■ Set problem 1
Gather every line of the listing below that contains the string "foliage", matching case exactly.

Sunday, 31 January 2010

A question about fine art answered

I got a question from a photography student just starting a module on fine art photography. Basically asking me what I thought was meant by fine art and why it applies to my work.

Thanks for your question, Dan...

My answer

Hi Dan,

To me, fine art is all about trying to say something specific with your artistic vision -- sometimes it's called artistic intent. Some folks may have a whole series exploring their vision / intent until they have come up with their final piece that represents it. For some, the series is the piece.

It's not really important if others understand all of your intent, though. An example; in this one: my intent was to represent the harshness of Dartmoor and the fact that, in minutes, the weather can change from clear to can't-see-your-hand-in-front-of-your-face.
There's all sorts in the image that speaks of both. The local and global contrast; no snow apart from in the lee of the walls; soft sky; the granite wall - you don't get much harsher than granite. Angle-iron: harsh; clear fields, sharp, pointy tor. Cultivated fields, impossible-to-cultivate tor. The composition - the finger of wall pointing straight at the tor; no subtlety there. 
Yes, context helps but I think the image stands alone without knowing Dartmoor.

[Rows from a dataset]

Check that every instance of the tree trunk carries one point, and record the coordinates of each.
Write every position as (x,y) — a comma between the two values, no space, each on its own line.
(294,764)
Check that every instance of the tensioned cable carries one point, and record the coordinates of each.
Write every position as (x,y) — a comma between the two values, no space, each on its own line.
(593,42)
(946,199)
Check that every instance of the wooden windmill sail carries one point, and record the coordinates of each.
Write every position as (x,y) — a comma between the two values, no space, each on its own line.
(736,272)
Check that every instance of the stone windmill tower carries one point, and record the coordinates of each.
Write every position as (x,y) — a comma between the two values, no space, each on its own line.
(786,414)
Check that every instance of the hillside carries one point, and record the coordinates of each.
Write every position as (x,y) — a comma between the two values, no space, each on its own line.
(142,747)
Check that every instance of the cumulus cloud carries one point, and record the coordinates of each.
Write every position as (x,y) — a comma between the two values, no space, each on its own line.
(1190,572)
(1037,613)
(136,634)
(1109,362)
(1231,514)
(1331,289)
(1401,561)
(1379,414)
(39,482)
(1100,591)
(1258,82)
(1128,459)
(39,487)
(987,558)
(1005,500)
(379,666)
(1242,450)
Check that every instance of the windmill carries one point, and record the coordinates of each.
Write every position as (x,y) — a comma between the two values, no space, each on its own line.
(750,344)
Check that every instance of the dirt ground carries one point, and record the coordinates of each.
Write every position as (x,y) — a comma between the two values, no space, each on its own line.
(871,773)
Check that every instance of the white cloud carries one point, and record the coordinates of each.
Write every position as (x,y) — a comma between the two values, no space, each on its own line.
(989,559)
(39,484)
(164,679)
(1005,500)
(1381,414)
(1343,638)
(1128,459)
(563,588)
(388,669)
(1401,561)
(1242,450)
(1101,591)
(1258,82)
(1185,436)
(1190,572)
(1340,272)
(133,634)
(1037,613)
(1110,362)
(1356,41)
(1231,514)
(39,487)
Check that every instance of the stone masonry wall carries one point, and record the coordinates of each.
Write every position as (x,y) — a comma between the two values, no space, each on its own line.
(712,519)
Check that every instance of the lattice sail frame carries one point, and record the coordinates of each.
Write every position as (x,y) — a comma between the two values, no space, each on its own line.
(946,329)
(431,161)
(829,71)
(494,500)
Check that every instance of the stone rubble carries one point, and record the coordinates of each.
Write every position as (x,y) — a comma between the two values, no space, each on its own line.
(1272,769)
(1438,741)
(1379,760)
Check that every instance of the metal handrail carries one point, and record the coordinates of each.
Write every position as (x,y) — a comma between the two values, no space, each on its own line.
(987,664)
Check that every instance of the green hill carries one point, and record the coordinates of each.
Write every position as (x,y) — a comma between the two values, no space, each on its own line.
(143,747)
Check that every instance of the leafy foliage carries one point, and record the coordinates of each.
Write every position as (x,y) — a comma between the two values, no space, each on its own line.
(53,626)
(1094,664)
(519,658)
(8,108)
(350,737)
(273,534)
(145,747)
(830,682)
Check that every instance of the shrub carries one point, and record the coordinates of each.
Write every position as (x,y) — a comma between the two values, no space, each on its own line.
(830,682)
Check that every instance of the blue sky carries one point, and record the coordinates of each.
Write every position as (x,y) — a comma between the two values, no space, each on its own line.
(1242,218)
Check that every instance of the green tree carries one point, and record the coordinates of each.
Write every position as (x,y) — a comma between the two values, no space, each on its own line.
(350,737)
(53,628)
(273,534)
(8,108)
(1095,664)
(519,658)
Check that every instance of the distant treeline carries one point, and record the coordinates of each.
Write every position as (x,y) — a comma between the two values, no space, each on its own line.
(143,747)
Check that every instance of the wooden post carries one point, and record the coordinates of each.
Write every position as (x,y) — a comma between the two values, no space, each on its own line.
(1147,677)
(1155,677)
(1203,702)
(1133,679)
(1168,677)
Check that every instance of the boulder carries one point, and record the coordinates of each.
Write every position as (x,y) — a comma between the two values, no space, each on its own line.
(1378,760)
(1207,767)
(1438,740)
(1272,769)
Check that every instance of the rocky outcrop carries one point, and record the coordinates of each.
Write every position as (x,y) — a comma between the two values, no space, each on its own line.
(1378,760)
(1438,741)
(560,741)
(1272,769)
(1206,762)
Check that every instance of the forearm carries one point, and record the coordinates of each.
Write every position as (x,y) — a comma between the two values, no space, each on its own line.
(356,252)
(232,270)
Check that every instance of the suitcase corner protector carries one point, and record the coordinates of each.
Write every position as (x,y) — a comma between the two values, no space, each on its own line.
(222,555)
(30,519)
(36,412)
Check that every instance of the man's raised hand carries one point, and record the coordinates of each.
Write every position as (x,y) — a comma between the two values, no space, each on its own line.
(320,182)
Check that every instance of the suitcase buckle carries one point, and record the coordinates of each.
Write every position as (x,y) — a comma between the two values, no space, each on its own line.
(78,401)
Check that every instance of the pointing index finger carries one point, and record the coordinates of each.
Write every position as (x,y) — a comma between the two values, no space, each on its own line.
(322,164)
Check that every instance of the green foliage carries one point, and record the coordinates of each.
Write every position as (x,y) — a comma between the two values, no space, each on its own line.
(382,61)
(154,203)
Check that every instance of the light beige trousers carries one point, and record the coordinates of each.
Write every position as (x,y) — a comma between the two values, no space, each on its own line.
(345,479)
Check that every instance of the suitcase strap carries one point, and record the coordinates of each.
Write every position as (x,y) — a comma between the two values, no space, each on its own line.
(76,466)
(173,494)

■ Set problem 2
According to the post on fine art above, what did the author intend the example image to represent?

■ Finished answer 1
Check that every instance of the leafy foliage carries one point, and record the coordinates of each.
Check that every instance of the green foliage carries one point, and record the coordinates of each.

■ Finished answer 2
The harshness of Dartmoor and the fact that, in minutes, the weather can change from clear to can't-see-your-hand-in-front-of-your-face.